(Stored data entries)

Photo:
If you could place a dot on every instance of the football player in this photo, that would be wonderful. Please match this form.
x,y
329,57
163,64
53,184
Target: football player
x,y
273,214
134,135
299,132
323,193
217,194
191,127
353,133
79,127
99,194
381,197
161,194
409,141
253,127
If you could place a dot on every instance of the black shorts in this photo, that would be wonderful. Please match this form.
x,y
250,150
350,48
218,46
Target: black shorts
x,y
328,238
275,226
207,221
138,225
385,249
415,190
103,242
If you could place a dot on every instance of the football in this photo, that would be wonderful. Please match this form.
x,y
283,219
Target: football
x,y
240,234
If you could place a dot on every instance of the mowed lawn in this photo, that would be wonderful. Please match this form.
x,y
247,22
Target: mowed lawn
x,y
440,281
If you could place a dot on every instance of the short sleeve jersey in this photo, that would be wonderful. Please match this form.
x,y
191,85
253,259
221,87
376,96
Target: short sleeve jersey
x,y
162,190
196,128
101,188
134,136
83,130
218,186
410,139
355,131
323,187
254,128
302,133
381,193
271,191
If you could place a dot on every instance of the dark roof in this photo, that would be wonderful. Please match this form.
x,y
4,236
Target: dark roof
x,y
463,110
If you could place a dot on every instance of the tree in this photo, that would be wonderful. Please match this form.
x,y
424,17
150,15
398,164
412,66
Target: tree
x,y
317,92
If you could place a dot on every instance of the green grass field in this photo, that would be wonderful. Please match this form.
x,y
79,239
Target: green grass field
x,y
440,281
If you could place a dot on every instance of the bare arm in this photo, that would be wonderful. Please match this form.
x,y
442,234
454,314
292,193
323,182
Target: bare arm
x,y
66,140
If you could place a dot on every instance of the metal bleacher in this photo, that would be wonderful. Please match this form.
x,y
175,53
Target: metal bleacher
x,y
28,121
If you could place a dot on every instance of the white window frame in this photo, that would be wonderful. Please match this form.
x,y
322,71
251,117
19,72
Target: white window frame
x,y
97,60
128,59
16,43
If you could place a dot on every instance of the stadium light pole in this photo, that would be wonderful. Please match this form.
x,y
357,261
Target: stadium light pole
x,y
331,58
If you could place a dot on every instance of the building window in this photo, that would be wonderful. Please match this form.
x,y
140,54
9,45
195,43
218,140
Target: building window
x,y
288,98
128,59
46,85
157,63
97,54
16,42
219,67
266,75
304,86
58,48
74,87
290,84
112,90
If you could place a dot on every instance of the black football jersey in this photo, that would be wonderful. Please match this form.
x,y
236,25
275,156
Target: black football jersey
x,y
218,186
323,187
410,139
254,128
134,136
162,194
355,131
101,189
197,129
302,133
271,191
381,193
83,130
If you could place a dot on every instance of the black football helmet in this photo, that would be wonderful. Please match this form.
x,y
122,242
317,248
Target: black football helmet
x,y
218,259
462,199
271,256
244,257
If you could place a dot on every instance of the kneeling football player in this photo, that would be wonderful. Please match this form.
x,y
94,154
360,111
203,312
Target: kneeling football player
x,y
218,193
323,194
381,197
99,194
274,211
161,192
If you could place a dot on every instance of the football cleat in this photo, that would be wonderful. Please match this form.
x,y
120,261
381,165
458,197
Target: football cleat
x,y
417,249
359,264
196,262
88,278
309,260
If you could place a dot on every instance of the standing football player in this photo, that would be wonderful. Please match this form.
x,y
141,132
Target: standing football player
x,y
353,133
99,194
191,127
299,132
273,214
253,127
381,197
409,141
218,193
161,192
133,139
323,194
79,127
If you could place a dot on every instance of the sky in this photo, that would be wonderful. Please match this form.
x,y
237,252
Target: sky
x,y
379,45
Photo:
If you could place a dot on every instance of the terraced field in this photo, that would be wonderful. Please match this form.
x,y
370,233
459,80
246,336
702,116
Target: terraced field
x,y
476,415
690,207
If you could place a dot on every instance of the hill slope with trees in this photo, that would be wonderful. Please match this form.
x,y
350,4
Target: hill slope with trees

What you should do: Which lines in the records contain the word "hill"? Copy each one.

Response below:
If you could place a dot on every instance of the hill slope with trees in this photo, that would be wonderful. Please match this form.
Target: hill slope with trees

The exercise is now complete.